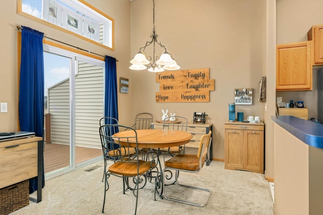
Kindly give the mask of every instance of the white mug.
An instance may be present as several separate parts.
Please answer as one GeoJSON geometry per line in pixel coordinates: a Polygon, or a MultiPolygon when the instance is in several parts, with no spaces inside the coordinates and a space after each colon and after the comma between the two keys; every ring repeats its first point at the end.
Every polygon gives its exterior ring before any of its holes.
{"type": "Polygon", "coordinates": [[[248,121],[253,121],[253,117],[252,116],[249,116],[249,117],[247,117],[247,120],[248,120],[248,121]]]}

*Task to carry out*. Counting case-sensitively, how many lines of the records above contain the string "parts"? Give only the number.

*Result*. 2